• _Task instructions_:
Give the listing again in full, exactly as written.

• _Given records_:
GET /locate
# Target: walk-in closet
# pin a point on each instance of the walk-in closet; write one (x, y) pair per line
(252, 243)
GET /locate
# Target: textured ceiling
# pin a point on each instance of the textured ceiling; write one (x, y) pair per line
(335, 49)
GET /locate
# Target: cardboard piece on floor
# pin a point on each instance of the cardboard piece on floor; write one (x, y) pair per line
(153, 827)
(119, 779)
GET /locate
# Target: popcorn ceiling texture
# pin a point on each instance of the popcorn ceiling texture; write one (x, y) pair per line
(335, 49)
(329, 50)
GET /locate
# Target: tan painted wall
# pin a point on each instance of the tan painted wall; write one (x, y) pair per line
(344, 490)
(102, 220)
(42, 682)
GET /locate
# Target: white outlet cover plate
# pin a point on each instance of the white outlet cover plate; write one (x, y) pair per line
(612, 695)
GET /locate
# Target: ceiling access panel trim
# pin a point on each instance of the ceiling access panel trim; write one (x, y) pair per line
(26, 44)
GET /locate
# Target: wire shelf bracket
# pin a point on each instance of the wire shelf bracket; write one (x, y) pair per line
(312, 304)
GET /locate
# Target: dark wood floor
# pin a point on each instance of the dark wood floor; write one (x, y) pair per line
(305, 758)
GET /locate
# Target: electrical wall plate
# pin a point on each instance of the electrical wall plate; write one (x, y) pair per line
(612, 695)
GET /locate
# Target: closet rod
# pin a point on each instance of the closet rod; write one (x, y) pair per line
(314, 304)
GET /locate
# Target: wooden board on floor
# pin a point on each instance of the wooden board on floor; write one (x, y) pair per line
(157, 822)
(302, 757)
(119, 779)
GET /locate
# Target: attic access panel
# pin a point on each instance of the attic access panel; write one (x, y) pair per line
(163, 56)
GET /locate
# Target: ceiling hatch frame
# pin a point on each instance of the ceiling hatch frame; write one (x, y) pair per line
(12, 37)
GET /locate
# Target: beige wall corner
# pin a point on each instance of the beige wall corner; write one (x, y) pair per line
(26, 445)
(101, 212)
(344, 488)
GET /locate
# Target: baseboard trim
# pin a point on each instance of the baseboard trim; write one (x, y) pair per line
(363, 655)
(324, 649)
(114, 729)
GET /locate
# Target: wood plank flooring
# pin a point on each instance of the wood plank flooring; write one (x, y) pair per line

• _Solution for this exercise_:
GET /locate
# Target: walk-in closet
# pin a point on each instance of the walk-in closet; write one (x, y) pair per line
(252, 243)
GET /locate
# Target: textured ceiling
# pin a point on each instance of the textured ceiling; write one (x, y) pair per line
(335, 49)
GET /locate
# Target: cardboard piece on floor
# pin a point on each instance of the cardboard piece on floor; write one (x, y) pair per line
(153, 827)
(119, 779)
GET /locate
# Target: popcorn ceiling texture
# pin a point on each instance of the popcorn ceiling texture; write one (x, y) pair per line
(335, 49)
(329, 50)
GET /locate
# Target: tan painted wall
# pin a point on each instance of the tan painted wall; write one (x, y) pair per line
(344, 490)
(102, 220)
(42, 682)
GET /locate
# Target: white outlet cover plate
# pin a point on each instance of the white outlet cover plate; write one (x, y) pair per line
(612, 695)
GET /locate
# Target: ceiling access panel trim
# pin a point on each instance of the ceiling access panel trim; write one (x, y) pair per line
(26, 44)
GET /locate
# Target: wire shelf bracket
# pin a point on each instance of the wire shelf bracket; write one (x, y) pair per line
(312, 304)
GET /locate
# Target: dark wood floor
# pin a point on each instance of the dark wood floor; write one (x, y) pair per line
(305, 758)
GET /locate
# Target: electrical wall plate
# pin a point on each instance of the electrical wall plate; write one (x, y) pair per line
(612, 695)
GET /locate
# Target: closet rod
# pin a point on each instance of the closet rod; write one (x, y) pair per line
(314, 304)
GET /locate
# Target: wooden board on floor
# pin a point on each instance of the wooden board on floor; write one (x, y) pair per line
(157, 822)
(302, 757)
(119, 779)
GET /locate
# Target: attic access panel
# pin a point on each instance of the attic access panel; write one (x, y) pair per line
(163, 56)
GET /locate
# Target: ceiling hatch frame
# pin a point on each instance of the ceiling hatch frame; write one (x, y) pair per line
(12, 37)
GET /locate
# Target: beige wall corner
# pin a point on each instance of the beige wall corner; write one (x, y) pair per line
(26, 445)
(101, 212)
(344, 488)
GET /locate
# Target: baseboard trim
# pin a point on each instance of the baseboard trim; write one (x, y) pair per line
(363, 655)
(324, 649)
(114, 729)
GET /locate
# Target: wood plank flooring
# pin a point on each instance of the wood plank flooring; write one (x, y) pair per line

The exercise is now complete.